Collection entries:
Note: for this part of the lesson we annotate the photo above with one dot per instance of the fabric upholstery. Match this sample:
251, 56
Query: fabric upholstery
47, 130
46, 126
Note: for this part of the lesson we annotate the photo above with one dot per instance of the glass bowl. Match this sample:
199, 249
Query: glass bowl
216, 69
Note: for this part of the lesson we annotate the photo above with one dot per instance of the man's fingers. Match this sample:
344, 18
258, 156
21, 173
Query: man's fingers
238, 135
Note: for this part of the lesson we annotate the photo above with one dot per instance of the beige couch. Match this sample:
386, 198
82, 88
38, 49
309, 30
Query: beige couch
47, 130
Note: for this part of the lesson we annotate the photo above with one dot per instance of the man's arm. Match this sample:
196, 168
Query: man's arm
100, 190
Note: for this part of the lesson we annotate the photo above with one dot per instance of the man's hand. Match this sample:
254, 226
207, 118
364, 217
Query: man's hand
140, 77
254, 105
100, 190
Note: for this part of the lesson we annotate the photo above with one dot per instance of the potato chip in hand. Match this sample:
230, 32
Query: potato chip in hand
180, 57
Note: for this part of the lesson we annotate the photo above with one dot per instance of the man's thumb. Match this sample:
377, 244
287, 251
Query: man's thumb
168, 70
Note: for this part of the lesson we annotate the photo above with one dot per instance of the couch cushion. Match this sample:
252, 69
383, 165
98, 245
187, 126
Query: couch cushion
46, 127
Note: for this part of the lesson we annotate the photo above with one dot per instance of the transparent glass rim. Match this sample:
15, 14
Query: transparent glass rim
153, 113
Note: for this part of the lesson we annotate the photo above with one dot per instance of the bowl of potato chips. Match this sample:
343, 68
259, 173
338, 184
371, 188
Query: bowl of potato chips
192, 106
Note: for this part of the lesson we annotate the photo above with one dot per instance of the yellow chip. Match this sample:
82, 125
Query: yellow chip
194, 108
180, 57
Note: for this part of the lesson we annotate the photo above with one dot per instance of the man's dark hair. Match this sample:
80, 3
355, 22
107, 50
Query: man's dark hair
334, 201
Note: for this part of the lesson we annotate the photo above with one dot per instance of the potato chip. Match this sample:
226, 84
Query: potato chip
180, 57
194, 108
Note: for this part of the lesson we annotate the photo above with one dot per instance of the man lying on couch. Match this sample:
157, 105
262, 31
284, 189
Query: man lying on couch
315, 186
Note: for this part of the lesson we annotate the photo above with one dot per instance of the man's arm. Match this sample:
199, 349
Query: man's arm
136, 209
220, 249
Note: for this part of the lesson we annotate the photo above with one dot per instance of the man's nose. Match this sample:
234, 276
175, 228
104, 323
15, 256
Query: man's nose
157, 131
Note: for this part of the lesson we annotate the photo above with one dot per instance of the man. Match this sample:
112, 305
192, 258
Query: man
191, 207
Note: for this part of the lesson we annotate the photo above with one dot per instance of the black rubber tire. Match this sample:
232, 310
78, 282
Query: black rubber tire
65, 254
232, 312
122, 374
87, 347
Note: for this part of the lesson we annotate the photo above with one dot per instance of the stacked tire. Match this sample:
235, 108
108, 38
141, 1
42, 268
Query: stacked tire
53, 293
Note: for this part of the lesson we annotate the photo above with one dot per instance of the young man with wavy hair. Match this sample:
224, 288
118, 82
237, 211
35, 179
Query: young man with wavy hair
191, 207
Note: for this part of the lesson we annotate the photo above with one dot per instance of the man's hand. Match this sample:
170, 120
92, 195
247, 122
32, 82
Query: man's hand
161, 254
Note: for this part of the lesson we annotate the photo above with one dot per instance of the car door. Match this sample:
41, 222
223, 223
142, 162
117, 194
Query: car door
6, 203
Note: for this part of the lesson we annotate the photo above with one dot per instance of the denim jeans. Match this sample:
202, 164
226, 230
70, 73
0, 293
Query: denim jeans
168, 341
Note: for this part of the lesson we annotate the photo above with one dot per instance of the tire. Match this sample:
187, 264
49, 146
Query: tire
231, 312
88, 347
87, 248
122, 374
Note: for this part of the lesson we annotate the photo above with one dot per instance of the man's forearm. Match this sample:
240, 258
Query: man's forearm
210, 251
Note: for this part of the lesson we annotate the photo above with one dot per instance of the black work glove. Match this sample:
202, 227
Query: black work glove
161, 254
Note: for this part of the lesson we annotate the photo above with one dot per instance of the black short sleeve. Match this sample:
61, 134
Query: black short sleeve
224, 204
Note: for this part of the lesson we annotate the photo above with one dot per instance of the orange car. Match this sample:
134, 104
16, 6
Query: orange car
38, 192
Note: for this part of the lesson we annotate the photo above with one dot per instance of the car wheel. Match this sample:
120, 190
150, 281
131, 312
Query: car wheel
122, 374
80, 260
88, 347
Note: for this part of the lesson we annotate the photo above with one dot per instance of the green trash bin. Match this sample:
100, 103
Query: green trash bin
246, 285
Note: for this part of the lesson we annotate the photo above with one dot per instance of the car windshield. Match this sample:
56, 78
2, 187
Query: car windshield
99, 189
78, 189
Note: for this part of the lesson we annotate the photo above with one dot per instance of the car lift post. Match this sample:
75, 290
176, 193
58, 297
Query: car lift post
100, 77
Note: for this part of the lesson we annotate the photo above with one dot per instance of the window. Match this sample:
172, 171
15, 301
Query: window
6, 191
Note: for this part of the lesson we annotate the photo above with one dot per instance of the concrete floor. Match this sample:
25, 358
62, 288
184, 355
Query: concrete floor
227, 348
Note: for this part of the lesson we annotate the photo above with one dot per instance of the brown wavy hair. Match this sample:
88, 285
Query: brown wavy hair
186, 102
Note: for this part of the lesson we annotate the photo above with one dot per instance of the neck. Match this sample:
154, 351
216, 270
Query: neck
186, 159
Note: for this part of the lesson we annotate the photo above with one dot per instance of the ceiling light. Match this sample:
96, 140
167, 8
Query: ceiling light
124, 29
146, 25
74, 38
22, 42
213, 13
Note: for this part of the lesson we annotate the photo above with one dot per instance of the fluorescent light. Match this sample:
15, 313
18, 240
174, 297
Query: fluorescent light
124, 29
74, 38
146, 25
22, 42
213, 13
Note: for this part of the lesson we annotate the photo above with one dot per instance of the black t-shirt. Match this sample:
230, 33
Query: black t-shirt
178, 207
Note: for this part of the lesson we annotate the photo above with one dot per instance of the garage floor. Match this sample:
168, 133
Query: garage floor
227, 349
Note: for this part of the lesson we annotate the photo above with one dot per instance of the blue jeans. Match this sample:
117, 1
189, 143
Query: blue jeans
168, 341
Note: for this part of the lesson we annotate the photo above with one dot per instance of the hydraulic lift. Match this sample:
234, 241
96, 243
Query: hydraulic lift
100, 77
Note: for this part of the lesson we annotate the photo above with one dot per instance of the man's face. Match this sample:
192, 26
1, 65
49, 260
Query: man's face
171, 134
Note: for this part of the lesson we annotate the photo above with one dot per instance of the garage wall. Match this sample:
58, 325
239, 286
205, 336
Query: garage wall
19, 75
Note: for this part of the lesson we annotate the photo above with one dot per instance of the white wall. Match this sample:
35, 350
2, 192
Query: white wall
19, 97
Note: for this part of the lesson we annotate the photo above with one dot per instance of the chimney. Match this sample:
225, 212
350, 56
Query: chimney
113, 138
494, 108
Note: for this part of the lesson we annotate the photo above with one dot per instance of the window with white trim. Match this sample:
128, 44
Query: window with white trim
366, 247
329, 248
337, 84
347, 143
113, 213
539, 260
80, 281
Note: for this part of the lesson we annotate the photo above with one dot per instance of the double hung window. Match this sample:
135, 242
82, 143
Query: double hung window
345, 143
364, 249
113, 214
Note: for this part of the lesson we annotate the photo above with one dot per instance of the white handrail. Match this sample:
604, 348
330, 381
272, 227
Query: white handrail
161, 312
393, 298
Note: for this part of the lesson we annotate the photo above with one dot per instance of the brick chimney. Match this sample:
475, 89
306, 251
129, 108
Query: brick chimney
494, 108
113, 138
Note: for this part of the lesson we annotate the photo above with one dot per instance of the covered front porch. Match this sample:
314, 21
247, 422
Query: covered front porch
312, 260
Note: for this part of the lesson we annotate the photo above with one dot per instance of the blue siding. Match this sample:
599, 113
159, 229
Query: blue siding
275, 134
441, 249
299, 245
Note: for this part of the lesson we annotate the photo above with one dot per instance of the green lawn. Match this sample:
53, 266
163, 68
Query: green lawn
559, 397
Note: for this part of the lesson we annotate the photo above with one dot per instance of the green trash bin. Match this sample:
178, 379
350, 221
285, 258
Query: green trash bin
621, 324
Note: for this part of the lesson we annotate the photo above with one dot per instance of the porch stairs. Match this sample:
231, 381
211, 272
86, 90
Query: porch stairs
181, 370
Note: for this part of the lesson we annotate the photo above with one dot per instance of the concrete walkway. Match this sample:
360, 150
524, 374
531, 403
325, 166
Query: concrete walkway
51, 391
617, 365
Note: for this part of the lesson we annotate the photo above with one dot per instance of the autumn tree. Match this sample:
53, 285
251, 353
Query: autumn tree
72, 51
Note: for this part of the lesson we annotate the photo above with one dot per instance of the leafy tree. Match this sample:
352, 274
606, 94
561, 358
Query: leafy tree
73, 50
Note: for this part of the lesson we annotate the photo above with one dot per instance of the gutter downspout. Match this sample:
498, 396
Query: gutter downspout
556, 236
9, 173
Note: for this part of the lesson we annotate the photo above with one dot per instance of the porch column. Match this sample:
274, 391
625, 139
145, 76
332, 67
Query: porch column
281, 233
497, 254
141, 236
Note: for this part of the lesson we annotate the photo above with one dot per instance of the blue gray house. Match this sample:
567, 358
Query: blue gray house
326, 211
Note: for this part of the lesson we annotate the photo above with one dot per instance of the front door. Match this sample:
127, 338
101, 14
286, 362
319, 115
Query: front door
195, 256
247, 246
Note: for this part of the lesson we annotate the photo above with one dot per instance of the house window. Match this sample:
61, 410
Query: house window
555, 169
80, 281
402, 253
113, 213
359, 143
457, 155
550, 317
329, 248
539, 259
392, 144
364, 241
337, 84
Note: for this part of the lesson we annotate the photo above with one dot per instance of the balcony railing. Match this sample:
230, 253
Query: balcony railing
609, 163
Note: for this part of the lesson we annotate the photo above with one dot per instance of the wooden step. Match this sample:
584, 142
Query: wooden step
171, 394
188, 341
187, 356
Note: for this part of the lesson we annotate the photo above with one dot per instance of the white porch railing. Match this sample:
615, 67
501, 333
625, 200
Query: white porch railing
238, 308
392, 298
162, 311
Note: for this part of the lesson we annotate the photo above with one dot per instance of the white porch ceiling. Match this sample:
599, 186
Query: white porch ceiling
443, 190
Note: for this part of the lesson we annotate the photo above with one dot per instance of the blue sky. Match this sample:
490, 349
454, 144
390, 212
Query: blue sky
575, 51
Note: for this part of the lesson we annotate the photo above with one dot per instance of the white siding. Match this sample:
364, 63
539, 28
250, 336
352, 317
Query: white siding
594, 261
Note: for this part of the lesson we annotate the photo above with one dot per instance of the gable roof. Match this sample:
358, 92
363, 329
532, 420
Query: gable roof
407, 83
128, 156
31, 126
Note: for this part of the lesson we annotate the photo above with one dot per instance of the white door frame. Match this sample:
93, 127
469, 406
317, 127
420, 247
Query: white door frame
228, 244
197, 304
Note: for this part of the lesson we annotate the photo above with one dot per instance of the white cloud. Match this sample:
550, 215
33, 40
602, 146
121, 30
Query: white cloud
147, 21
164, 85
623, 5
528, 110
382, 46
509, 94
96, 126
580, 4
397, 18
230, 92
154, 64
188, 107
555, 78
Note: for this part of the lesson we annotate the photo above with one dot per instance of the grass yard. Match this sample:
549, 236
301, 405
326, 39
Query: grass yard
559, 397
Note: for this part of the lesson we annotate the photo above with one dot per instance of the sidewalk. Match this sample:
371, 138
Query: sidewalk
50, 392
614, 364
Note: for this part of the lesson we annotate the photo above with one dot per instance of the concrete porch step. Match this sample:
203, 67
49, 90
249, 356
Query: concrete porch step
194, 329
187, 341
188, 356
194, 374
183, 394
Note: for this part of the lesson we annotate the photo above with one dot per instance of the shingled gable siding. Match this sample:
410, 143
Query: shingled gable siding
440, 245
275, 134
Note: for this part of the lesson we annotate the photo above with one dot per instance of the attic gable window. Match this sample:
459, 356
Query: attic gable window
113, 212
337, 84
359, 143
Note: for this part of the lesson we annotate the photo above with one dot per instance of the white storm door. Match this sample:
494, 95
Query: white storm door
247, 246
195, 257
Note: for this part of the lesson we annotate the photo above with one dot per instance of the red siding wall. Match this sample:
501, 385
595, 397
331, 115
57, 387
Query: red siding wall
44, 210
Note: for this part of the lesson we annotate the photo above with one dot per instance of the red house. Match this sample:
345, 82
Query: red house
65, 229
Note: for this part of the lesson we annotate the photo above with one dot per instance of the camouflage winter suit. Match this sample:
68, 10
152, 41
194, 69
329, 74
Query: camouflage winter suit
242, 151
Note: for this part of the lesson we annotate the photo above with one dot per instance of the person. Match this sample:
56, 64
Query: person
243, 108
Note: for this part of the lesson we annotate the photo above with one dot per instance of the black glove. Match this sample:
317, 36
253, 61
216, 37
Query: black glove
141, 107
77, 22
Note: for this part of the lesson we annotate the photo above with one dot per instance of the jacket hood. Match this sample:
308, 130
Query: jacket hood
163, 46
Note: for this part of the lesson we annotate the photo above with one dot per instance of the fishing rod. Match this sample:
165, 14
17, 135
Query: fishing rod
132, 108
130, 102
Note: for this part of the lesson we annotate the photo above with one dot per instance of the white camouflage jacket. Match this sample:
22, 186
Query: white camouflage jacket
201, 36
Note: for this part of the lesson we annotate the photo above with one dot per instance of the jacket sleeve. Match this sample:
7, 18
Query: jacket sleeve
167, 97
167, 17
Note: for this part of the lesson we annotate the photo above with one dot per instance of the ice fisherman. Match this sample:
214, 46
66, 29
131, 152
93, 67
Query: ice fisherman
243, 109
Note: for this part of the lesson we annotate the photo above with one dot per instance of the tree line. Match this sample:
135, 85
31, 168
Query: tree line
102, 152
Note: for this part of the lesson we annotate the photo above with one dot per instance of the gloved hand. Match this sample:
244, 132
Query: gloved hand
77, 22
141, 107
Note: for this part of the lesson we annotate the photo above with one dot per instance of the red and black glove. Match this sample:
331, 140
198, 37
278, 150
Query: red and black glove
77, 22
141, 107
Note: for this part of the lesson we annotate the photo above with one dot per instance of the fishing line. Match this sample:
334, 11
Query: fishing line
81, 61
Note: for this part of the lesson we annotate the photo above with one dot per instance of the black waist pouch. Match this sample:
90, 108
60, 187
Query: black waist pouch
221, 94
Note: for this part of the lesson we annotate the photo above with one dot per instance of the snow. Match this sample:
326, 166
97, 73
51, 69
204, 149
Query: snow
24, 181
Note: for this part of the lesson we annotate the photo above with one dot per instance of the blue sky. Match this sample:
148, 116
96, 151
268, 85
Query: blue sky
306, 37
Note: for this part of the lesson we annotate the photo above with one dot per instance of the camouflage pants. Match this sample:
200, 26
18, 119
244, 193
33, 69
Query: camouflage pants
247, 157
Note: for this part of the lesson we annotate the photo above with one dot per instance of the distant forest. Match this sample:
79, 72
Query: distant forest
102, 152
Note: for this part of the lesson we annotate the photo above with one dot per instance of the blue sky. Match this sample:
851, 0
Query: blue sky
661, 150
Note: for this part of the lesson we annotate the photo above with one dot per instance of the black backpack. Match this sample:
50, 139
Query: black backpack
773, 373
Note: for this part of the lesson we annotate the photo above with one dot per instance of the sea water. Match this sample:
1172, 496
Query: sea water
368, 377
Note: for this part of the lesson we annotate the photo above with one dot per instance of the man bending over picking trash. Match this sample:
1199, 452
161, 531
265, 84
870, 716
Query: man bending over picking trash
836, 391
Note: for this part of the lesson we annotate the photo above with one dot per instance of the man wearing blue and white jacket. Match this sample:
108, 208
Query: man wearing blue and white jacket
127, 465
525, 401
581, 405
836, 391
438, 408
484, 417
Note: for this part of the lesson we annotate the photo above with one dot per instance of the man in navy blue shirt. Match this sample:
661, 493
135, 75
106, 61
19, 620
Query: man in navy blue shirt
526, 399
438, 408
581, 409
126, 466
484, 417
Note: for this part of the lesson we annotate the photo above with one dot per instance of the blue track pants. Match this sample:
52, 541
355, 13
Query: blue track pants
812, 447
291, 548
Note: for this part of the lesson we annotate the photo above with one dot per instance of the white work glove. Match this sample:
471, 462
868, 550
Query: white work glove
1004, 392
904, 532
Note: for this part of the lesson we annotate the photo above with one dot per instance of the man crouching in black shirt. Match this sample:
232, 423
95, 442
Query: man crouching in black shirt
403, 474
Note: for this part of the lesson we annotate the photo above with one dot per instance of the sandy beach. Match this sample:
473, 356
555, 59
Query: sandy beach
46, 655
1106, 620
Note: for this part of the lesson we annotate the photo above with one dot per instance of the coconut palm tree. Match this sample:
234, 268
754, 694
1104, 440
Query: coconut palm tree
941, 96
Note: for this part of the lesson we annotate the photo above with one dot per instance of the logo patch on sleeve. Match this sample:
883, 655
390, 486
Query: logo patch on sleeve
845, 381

**What you should do:** All lines from the one with "of the sandy" through the final line above are to be quoted exactly; quote no other line.

**Task output:**
Note: for this part of the lesson we annotate the photo above with one dot per instance of the sandy beach. Match this sample:
473, 356
555, 59
Query: sandy beach
46, 655
1106, 620
Note: for this part of the lesson we annotate the photo above with one dot per instance of the coconut palm tree. Match this sample:
234, 268
754, 694
1104, 440
Query: coconut palm tree
941, 96
Note: for this part of the lesson we annotate the photo above with one dot per instance of the logo patch on sleeve. Match this sample:
883, 655
390, 486
Query: logo patch on sleeve
845, 381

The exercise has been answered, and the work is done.